Your instructions =>
Reproduce word for word the part of the Nero image-file thread below that lies between "But the best" and "and v3(for vista)", inclusive.
[START Source text]
# Can i make .iso files from nero?



## saqib_khan (Feb 17, 2008)

I have nero 7 essentials, which came with my dvd writer.

I want to make image files with it, but can't find any option to do so.

So, i think nero doesn't have facility to make .iso files, and if some of u know than pls tell me how to do it.


----------



## Pathik (Feb 17, 2008)

Use Nero Image Recorder to create .nrg(s).
But the best option wd be Magic ISO or Alcohol.


----------



## Ponmayilal (Feb 17, 2008)

If you are stuck with Nero use this program nrg2iso to convert .nrg files to .iso.Download from here  *www.roland-illig.de/lang.delphi.nrg2iso.html
Alternately you can download and install the tool ISO Recorder v2(for XP Pro SP2) and v3(for vista)
Find it here *isorecorder.alexfeinman.com/isorecorder.htm


----------



## saqib_khan (Feb 17, 2008)

Where's the option of image recorder in nero?? I can't find it.

And that image would be in .nrg or .iso??

Can i mount .nrg images in daemon tools?

Pls clarify the concepts.


----------



## slugger (Feb 17, 2008)
[END Source text]
[START Extracted entries]
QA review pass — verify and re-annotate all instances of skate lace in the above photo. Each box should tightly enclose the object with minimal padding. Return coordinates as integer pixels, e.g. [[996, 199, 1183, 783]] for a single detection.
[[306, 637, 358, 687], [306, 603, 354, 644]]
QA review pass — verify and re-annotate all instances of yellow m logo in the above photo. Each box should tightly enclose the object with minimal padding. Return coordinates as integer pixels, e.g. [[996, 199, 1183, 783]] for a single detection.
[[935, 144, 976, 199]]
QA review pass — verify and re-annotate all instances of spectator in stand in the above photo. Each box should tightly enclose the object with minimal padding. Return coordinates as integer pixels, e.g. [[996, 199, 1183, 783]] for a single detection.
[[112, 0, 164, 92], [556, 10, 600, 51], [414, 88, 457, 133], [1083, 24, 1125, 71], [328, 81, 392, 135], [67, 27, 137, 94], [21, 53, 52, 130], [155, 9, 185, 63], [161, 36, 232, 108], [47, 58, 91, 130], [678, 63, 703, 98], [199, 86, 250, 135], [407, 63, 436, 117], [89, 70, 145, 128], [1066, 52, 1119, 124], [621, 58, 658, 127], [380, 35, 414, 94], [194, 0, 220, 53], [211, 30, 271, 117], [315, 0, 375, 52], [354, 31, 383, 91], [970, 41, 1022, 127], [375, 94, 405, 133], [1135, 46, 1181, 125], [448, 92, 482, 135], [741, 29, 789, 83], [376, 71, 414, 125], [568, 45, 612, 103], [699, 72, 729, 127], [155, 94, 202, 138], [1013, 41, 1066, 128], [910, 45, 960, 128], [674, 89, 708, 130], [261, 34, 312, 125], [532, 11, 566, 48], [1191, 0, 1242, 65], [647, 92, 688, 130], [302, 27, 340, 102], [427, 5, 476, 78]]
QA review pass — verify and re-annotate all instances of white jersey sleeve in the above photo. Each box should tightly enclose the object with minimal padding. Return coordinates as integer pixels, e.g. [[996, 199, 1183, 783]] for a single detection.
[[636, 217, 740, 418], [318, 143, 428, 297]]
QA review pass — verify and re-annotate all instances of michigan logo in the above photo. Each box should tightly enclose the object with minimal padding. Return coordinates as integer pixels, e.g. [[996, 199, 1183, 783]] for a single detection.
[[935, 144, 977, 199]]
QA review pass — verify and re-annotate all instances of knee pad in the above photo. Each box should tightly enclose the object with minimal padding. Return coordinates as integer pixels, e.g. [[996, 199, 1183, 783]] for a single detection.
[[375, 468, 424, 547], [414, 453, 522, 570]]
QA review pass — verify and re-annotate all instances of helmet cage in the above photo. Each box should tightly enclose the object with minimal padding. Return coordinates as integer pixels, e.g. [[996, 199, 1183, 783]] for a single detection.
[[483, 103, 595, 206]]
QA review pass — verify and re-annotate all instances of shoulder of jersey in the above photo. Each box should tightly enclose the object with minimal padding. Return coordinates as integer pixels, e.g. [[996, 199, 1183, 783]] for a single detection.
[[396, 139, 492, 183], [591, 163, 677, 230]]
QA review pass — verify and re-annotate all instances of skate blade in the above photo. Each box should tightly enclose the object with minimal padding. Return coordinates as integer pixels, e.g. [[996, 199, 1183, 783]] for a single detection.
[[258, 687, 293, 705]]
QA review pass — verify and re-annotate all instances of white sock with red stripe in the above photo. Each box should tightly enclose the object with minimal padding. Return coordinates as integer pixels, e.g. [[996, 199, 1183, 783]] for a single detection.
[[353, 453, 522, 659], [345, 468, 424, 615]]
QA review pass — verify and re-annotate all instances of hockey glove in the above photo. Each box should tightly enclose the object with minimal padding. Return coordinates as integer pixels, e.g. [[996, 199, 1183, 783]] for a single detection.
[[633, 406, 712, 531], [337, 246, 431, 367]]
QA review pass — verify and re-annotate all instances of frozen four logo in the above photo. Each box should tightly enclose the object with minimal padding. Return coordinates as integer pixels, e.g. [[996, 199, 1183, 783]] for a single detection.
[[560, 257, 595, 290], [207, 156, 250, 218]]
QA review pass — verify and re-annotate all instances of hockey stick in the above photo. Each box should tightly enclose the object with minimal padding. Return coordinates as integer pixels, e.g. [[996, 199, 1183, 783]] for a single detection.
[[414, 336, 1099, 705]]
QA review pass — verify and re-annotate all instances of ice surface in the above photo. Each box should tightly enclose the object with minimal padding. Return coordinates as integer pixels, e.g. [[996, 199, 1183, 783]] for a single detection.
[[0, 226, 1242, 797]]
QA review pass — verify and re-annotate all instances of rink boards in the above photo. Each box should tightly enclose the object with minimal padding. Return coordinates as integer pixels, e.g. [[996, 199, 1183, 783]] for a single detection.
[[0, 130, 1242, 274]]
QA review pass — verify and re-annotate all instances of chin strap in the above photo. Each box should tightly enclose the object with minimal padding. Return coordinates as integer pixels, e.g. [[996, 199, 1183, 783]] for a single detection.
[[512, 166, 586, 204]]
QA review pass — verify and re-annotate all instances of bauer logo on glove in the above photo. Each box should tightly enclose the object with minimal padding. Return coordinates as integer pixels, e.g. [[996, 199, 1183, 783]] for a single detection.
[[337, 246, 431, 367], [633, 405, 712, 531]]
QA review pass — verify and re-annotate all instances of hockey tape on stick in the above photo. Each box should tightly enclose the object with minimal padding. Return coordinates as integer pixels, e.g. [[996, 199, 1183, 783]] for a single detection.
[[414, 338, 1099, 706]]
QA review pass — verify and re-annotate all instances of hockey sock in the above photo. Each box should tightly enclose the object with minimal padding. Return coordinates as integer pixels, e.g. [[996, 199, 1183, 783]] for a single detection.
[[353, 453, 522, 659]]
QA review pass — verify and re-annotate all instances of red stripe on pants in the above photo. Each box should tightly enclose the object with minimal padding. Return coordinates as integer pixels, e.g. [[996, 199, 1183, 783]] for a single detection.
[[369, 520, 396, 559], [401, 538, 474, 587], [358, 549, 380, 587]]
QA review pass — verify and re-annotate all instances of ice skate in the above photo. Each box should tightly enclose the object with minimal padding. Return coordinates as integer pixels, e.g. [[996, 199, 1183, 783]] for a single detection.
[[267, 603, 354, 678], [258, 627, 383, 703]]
[END Extracted entries]
Written response =>
But the best option wd be Magic ISO or Alcohol.


----------



## Ponmayilal (Feb 17, 2008)

If you are stuck with Nero use this program nrg2iso to convert .nrg files to .iso.Download from here  *www.roland-illig.de/lang.delphi.nrg2iso.html
Alternately you can download and install the tool ISO Recorder v2(for XP Pro SP2) and v3(for vista)